Task prompt
Lay out every line of the material below as a JSON list of strings, one string per line, skipping any blank lines.

Material
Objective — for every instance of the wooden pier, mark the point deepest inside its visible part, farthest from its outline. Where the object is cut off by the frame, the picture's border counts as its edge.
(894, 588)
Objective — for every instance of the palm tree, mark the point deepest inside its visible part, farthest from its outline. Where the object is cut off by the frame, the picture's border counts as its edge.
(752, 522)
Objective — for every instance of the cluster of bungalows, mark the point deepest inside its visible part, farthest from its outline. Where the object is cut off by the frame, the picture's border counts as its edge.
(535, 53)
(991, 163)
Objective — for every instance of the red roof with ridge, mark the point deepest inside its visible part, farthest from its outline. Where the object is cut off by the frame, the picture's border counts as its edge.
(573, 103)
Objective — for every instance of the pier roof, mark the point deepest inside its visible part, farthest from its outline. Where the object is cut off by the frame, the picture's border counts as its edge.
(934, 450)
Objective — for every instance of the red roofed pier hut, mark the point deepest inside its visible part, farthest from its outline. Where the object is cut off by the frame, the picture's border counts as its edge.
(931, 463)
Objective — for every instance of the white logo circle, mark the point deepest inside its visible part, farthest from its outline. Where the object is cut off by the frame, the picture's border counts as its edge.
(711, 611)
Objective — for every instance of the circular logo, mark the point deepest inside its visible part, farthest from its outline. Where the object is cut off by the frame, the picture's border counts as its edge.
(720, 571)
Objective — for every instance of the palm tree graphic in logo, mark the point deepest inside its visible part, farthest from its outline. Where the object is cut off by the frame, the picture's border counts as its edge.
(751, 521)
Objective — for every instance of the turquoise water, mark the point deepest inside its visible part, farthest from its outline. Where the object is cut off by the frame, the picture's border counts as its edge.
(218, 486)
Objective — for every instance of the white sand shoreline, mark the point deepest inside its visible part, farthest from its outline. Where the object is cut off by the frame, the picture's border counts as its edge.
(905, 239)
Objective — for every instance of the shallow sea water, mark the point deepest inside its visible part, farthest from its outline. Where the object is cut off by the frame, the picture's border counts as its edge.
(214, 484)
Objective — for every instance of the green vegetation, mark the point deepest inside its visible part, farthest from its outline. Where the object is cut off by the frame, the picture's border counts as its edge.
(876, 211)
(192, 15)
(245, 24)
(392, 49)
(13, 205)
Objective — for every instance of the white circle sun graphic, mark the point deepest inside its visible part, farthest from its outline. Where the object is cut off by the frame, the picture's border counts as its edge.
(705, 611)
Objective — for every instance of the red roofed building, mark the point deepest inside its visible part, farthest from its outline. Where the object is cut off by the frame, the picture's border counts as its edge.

Problem solution
[
  "Objective — for every instance of the wooden pier, mark the point deepest inside its visible part, farthest from its outline. Where the object is cut off by the frame, the picture's border counts as its edge.",
  "(894, 588)",
  "Objective — for every instance of the palm tree, mark the point deepest inside its visible part, farthest from its outline. Where the object is cut off by the frame, the picture's border counts as its edge.",
  "(752, 522)",
  "Objective — for every instance of the cluster of bungalows, mark the point deepest inside its visible part, farthest from its outline. Where the object is cut off by the frame, the picture's border counts as its edge.",
  "(535, 53)",
  "(991, 163)",
  "Objective — for every instance of the red roof with ridge, mark the point deepest inside its visible part, farthest from its outline. Where the object is cut off by the frame, the picture's border counts as its edge.",
  "(573, 103)",
  "Objective — for every instance of the pier roof, mark the point deepest inside its visible part, farthest from its outline. Where the object is cut off by the frame, the picture's border counts as its edge.",
  "(934, 450)",
  "Objective — for every instance of the red roofed pier hut, mark the point deepest inside its visible part, farthest from its outline. Where the object is cut off by the frame, the picture's border counts as its edge.",
  "(931, 463)",
  "Objective — for every instance of the white logo circle, mark the point deepest inside its visible part, farthest from its outline. Where the object is cut off by the frame, the picture's border counts as its edge.",
  "(711, 611)",
  "Objective — for every instance of the circular logo, mark the point deepest inside its visible part, farthest from its outline. Where the object is cut off by the frame, the picture's border counts as its edge.",
  "(720, 571)",
  "Objective — for every instance of the palm tree graphic in logo, mark the point deepest inside its visible part, farthest from its outline. Where the object is cut off by the frame, the picture's border counts as its edge.",
  "(751, 521)",
  "Objective — for every instance of the turquoise water, mark the point deepest inside its visible part, farthest from its outline. Where the object is cut off by the frame, the picture's border counts as its edge.",
  "(218, 486)",
  "Objective — for every instance of the white sand shoreline, mark the point deepest inside its visible part, farthest from its outline. Where the object is cut off by the frame, the picture's border counts as its edge.",
  "(905, 239)",
  "Objective — for every instance of the shallow sea water, mark the point deepest inside its visible part, farthest from its outline. Where the object is cut off by the frame, the picture's border counts as its edge.",
  "(214, 484)",
  "Objective — for every instance of the green vegetation, mark the point deepest inside its visible part, farthest from its outline. Where the object is cut off by the frame, the picture's border counts as its edge.",
  "(876, 211)",
  "(192, 15)",
  "(245, 24)",
  "(392, 49)",
  "(13, 205)",
  "Objective — for every instance of the white circle sun graphic, mark the point deepest inside its visible part, farthest from its outline. Where the object is cut off by the frame, the picture's border counts as its edge.",
  "(705, 611)",
  "Objective — for every instance of the red roofed building, mark the point deepest inside its visible part, farthest from its outline. Where the object is cut off by the frame, the picture's border counts as its edge."
]